WRITTEN TASKS:
[1] In the passage on computer-mediated communication in language teaching, who first coined the term CMC?
[2] Reproduce the listing verbatim, beginning at the line that contains "the green foliage" and stopping after the line that contains "(1088, 283)".

The benefits of using CMC in language teaching and some examples from the previous projects

(CMC) Computer Mediated Communication is defined as human interaction via computer networks and in online environments (Shulman, 2000). It is also an interdisciplinary mix of communication, technology, education, and journalism (ibid). The term (CMC) was first invented and coined by Hitz and Truff (1978) in their study of computer conferencing (Murray, 2000). Since then, the use of CMC has been developing in the field of ESL and EFL and it has become very popular during the 1990s due to the increasing use of the Internet in educational institutions.

Many educators now are making computer networks a part of their students’ learning experience (Bruce, 1991 cited in Liaw, 1998). The computer learning networks are based on several types of computer mediated communication. These can be generally classified into e-mail, synchronous and asynchronous conferencing (Warschauer et. al. 1996; p. 2). Email is considered asynchronous since the recipient doesn’t have to be on-line but can read the message later. In asynchronous conferencing the message is sent from one person to many recipients. There are two types of this; discussion lists which allow one message to be sent to thousands of e-mail addresses; and bulletin boards that allow a message to be posted in a central place where many people can access and read it. In synchronous conferencing, however, the message is sent instantly between one person and a group of people who are all on-line like what happens in the chat rooms.

ESL and EFL teachers have used CMC in many different ways and for many purposes. So many studies and research have acknowledged the use of internet in general and CMC in particular. Therefore, some teachers have implemented CMC projects locally within one group of students or between two groups in the same institution, and some others have chosen to find partners nationally or most popularly internationally. There are lots of sample projects in which CMC was used and proved successful. Looking at some of these projects we can identify some of the major advantages of using CMC with language students. The following are some of the main ones:

1. Developing language skills and critical thinking:

Computer-mediated communication seems to promote the development of language skills. As far as writing is concerned, CMC is particularly important if we are to introduce the students to the writing skill as a process. The traditional classroom environment doesn’t usually allow enough opportunity for students to discuss their written work and give feedback to each other. Computer-mediated discussions, however, provide the students with this opportunity. Leppanen and Kalaja (1995) found that engaging students in on-line discussions on their written assignments improved their written skills. They developed an ability of managing whole meaningful texts and also learned to look at their work from different perspectives. Some other studies found that students work harder when writing to real reader, for example, Fedderholt (2000) and therefore their skills improve dramatically. In another kepalling project initiated by the British Council between primary level pupils from two schools in Singapore and Birmingham, students proved to be more motivated and displayed a positive attitude towards writing (Ho, C.M. 1997). Moreover, analysis of the electronic messages also showed a maturity in pupils’ cognitive development and thinking skills over time in the type of questions posed (ibid). It has also been claimed in another study that kepalling helps to develop general study skills and critical thinking (Roberts, Rice and Thorsheim 1994, cited in Choi and Nesi, 1998).

LISTED ENTRIES:
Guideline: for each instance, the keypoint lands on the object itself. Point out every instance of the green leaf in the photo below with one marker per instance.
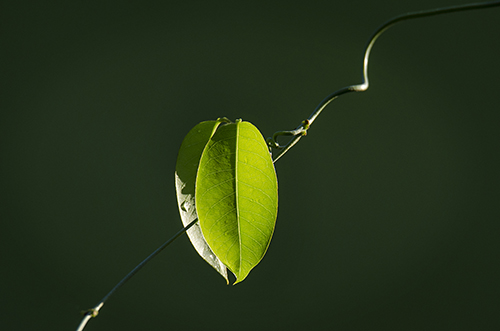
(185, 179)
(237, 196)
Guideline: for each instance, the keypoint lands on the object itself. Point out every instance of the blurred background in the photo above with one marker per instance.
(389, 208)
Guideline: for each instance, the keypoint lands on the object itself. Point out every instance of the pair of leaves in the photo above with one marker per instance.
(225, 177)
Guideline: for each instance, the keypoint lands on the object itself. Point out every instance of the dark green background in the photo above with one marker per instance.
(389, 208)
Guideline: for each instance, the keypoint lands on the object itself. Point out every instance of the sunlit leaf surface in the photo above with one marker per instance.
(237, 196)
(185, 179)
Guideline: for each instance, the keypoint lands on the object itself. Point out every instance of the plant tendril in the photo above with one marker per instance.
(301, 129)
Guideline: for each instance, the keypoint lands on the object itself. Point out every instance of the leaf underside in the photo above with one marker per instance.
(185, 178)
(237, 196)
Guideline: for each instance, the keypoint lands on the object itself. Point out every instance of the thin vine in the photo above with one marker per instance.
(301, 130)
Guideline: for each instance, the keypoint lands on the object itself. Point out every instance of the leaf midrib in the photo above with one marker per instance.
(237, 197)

--

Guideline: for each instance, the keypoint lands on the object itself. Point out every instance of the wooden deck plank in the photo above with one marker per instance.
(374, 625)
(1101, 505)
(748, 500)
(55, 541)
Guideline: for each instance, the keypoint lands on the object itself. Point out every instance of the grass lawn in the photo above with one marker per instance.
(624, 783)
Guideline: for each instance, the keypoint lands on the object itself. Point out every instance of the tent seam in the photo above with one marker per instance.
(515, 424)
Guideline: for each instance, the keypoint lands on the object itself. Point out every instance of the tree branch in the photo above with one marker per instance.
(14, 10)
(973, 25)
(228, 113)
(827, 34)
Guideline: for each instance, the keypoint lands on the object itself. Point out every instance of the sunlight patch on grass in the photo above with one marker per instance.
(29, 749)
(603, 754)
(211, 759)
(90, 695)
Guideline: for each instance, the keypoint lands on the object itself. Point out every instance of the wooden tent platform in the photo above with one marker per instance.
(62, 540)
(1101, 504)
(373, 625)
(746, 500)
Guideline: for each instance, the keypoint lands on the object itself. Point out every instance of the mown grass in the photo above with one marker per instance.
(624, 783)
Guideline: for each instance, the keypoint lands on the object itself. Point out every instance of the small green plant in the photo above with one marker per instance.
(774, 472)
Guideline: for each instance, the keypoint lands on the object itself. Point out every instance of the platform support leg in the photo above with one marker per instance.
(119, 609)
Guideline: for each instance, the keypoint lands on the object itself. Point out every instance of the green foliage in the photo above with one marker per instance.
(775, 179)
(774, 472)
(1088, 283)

==

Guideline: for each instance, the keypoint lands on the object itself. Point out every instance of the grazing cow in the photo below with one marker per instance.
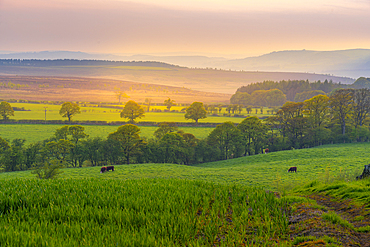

IN RESPONSE:
[1] Hitz and Truff (1978) first coined the term in their study of computer conferencing.

[2]
Guideline: for each instance, the keypoint lands on the object itself. Point out every instance of the green foliage in the photo above with one marker per instance.
(775, 179)
(774, 472)
(1088, 283)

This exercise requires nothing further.